## [Your instructions]
Please copy the entries below word for word.

======== Raw data ========

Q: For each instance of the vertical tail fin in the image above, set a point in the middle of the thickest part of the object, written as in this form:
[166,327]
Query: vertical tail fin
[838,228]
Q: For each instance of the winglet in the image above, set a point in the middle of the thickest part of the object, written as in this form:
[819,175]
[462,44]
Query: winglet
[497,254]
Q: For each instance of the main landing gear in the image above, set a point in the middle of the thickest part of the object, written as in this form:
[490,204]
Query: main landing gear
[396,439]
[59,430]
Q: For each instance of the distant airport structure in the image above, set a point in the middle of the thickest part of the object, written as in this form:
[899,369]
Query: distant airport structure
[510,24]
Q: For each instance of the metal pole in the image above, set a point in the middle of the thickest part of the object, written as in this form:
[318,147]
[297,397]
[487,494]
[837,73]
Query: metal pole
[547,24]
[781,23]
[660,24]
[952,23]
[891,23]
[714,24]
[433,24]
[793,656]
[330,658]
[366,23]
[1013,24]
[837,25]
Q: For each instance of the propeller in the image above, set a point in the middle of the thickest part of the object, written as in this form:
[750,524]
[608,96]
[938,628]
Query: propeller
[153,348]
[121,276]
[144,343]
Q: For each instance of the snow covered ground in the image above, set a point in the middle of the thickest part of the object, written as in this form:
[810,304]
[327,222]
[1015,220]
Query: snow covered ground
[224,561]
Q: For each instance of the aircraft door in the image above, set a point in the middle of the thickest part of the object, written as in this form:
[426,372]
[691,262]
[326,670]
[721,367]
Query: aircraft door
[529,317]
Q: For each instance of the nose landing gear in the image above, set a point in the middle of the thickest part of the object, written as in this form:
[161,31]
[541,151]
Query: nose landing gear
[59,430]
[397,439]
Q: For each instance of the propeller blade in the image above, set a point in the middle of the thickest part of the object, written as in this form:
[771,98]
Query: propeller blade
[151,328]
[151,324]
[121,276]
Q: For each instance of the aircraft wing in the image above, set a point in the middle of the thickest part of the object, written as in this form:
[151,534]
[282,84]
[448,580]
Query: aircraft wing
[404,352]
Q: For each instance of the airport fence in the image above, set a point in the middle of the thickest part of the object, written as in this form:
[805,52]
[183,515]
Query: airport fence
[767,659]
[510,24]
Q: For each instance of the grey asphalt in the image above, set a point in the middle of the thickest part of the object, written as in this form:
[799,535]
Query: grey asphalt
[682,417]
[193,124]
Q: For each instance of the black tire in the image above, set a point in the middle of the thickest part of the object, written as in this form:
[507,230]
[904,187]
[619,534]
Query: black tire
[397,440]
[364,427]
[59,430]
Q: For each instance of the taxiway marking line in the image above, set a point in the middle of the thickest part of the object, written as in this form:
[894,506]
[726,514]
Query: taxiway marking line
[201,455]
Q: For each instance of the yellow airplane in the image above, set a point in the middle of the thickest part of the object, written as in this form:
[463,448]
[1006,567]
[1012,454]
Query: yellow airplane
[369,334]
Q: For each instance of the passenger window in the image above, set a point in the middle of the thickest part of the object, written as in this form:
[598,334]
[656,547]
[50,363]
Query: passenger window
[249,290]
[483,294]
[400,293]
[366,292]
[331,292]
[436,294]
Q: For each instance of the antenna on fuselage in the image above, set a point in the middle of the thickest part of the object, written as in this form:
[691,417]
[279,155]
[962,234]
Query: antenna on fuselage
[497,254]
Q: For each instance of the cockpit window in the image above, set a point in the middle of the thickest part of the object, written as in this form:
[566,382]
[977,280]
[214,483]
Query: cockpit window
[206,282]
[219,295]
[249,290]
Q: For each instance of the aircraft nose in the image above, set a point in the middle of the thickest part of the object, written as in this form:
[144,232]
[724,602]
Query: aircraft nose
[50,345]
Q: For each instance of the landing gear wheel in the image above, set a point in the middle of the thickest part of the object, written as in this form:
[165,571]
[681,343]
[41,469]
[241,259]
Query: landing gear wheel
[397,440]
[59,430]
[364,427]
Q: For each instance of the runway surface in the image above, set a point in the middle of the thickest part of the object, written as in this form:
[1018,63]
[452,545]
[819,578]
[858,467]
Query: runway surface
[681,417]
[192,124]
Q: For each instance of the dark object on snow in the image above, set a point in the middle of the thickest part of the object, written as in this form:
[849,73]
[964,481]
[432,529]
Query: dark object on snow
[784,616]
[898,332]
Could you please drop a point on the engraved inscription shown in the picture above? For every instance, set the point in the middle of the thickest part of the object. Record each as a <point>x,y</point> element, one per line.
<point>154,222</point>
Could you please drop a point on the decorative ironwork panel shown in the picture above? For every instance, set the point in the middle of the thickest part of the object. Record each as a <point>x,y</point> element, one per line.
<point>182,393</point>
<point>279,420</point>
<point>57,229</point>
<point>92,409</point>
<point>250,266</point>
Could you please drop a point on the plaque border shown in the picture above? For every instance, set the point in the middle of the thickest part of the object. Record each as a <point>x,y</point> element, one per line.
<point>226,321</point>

========

## [Finished task]
Q: For each instance of the vertical tail fin in the image above, set a point in the middle of the thickest part of the object, written as in this form:
[166,327]
Query: vertical tail fin
[838,228]
Q: For each instance of the winglet in the image above, set a point in the middle of the thickest part of the object, written as in this form:
[819,175]
[462,44]
Query: winglet
[497,254]
Q: For each instance of the main landing gear in the image above, set a point in the middle of the thickest part of the object, written as in this form:
[490,204]
Query: main landing gear
[396,439]
[59,430]
Q: For each instance of the distant airport structure in the image above, set a point in the middle of the thickest part of the object, written as in this form:
[899,369]
Query: distant airport structure
[510,24]
Q: For each instance of the metal pole in the image above, set a point in the middle of the thickest part of the object, written as in this form:
[318,147]
[297,397]
[487,494]
[837,73]
Query: metal pole
[547,24]
[781,23]
[660,24]
[952,23]
[891,23]
[714,24]
[433,24]
[793,656]
[330,658]
[366,23]
[1013,24]
[837,25]
Q: For each instance of the propeller in the image above, set a point in the middle of the thickest part of the object, written as in this form:
[750,524]
[608,96]
[938,628]
Query: propeller
[153,348]
[121,276]
[144,343]
Q: For each instance of the snow covered ground in the image above, set a point in the middle of the thickest part of the object, written as in this form:
[810,304]
[327,222]
[1015,220]
Query: snow covered ground
[224,561]
Q: For each instance of the aircraft door in the image above, set a point in the middle of the thickest part of the object, written as in this form:
[426,372]
[691,262]
[326,670]
[721,367]
Query: aircraft door
[529,317]
Q: For each instance of the nose landing gear in the image above, set a point in the middle of the thickest part of the object, written as in this form:
[161,31]
[541,151]
Query: nose landing gear
[59,430]
[397,439]
Q: For each instance of the propeller blade in the image above, set a point in the middle of the thickest part of the object, written as in this form:
[771,98]
Query: propeller blade
[151,328]
[151,324]
[121,276]
Q: For each instance of the aircraft wing in the image above, set a point in the middle of the thickest part of the object, written as in this form:
[151,534]
[282,84]
[448,580]
Query: aircraft wing
[404,352]
Q: For each instance of the airport fence in the image above, set a point in the middle of the thickest part of the object, written as in this form:
[805,52]
[183,515]
Query: airport fence
[767,659]
[510,24]
Q: For each instance of the grey asphalt in the image above, set a point in the middle of the thickest part of the object, written as in this form:
[799,535]
Query: grey asphalt
[682,417]
[193,124]
Q: For each instance of the black tire in the image above, set a point in the middle of the thickest part of the object, written as in this form:
[507,230]
[904,187]
[619,534]
Query: black tire
[397,440]
[364,427]
[59,430]
Q: For each instance of the taxiway marking line in the image above, set a point in the middle of the thickest part of the object, written as in this form:
[894,506]
[726,514]
Query: taxiway marking line
[201,455]
Q: For each instance of the yellow airplane in the image above, set a point in the middle of the thickest part of the object, written as in this form:
[463,448]
[1006,567]
[1012,454]
Query: yellow airplane
[369,334]
Q: For each instance of the passenger window in the image above, set a point in the middle of the thickest part of the object, written as in this form:
[598,334]
[656,547]
[50,363]
Query: passenger window
[249,290]
[483,294]
[400,293]
[366,292]
[331,292]
[436,294]
Q: For each instance of the antenna on fuselage in the image above, set a point in the middle of the thickest part of the object, written as in this form:
[691,417]
[279,155]
[962,234]
Query: antenna on fuselage
[497,254]
Q: For each instance of the cockpit window in the image above, set a point in the middle of the thickest part of the object, written as in this form:
[566,382]
[977,280]
[214,483]
Query: cockpit window
[206,282]
[219,295]
[249,290]
Q: For each instance of the aircraft nose in the image above, set a point in the middle of the thickest part of the object, written as in this form:
[144,232]
[724,602]
Query: aircraft nose
[50,345]
Q: For each instance of the landing gear wheel in the image above, set a point in the middle of the thickest part of the object, written as in this form:
[165,571]
[681,343]
[41,469]
[241,259]
Query: landing gear wheel
[397,440]
[59,430]
[364,427]
Q: For each instance of the runway surface in the image above, set a point in the middle of the thickest part of the object, written as in this form:
[1018,63]
[452,545]
[819,578]
[858,467]
Query: runway surface
[681,417]
[192,124]
Q: For each instance of the dark object on snow in the image above, set a point in the middle of the thickest part of the object, written as in this form:
[849,73]
[964,481]
[432,529]
Query: dark object on snow
[784,616]
[898,332]
Could you please drop a point on the engraved inscription shown in the picture above? For every instance, set the point in the middle of the thickest part of the object. Record each as a <point>x,y</point> element, one per line.
<point>154,222</point>
Could you please drop a point on the decorative ironwork panel shown in the picture above? For every instance, set the point in the middle of the thickest part of the object. Record each as a <point>x,y</point> element, one per line.
<point>182,393</point>
<point>279,420</point>
<point>57,229</point>
<point>92,409</point>
<point>250,266</point>
Could you please drop a point on the plaque border shown in the picture above? For every instance, set the point in the middle of the thickest part of the object. Record each as a <point>x,y</point> element, one per line.
<point>226,321</point>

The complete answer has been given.